Return all lines in the data where the string "yellow" can be found.

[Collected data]
·····

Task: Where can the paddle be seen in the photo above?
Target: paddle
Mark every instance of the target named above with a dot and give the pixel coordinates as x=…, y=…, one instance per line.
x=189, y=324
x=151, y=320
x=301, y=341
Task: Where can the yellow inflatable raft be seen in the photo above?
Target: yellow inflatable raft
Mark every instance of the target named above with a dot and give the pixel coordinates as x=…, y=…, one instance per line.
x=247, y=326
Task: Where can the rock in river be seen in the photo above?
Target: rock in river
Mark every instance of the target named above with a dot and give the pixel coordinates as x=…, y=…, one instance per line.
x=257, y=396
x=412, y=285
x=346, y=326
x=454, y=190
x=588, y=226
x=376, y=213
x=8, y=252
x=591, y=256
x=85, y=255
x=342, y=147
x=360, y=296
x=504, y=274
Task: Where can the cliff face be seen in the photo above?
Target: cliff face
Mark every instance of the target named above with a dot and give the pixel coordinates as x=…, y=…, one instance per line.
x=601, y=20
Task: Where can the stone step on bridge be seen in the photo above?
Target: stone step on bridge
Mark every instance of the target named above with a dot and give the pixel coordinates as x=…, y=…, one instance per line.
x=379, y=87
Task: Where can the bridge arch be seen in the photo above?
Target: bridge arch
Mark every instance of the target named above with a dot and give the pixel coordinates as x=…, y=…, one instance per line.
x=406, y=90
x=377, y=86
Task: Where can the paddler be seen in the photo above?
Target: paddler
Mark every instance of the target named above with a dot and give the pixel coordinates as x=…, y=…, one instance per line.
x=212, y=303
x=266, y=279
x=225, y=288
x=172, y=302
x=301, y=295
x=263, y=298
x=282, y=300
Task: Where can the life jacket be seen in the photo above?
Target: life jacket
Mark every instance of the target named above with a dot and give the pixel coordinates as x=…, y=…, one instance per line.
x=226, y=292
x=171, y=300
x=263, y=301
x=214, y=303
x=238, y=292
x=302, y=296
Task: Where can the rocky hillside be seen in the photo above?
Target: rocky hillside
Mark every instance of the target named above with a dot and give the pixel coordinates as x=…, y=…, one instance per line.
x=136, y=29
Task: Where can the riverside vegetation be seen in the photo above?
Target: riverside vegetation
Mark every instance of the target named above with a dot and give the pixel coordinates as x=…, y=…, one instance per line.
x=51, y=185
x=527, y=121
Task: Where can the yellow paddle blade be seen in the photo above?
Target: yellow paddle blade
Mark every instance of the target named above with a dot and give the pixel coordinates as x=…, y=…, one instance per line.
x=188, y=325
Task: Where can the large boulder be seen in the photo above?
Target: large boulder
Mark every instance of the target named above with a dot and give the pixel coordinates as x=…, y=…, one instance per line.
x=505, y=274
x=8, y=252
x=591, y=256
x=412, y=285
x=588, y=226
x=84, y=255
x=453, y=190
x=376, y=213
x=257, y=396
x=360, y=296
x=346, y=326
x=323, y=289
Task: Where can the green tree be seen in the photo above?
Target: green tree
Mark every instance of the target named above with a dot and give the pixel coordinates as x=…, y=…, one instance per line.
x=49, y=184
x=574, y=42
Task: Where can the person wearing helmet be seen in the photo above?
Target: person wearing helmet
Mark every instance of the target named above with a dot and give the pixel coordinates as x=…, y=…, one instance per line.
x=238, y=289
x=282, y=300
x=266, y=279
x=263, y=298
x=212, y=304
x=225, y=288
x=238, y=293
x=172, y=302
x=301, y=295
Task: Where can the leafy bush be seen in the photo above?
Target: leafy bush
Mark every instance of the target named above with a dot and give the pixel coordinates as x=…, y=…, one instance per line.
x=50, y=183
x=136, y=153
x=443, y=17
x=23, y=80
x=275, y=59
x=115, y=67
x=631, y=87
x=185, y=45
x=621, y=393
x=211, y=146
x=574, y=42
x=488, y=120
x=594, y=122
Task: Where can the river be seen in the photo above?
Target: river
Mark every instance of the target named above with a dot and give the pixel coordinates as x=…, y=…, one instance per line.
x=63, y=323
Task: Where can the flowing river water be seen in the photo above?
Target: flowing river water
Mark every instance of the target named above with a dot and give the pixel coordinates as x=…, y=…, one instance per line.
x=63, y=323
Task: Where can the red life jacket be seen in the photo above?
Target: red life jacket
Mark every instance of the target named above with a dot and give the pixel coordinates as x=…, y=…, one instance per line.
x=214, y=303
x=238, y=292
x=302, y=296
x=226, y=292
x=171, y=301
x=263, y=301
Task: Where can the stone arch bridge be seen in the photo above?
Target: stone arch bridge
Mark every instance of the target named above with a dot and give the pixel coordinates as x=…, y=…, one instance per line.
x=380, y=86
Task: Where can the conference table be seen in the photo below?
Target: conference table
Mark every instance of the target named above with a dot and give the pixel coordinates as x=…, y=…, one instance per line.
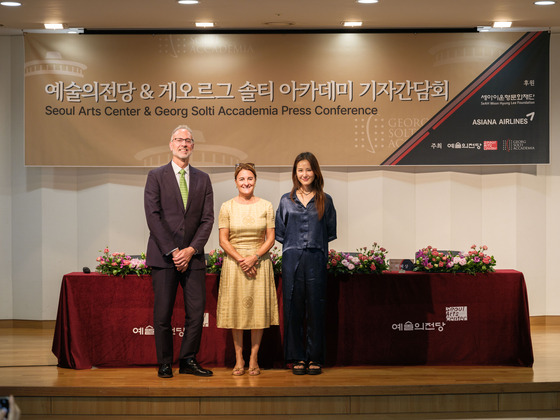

·····

▶ _EXERCISE SOLUTION_
Task: Where can the yellow inflatable raft be seen in the photo above?
Target: yellow inflatable raft
Task: Where can the yellow paddle blade be seen in the photo above?
Target: yellow paddle blade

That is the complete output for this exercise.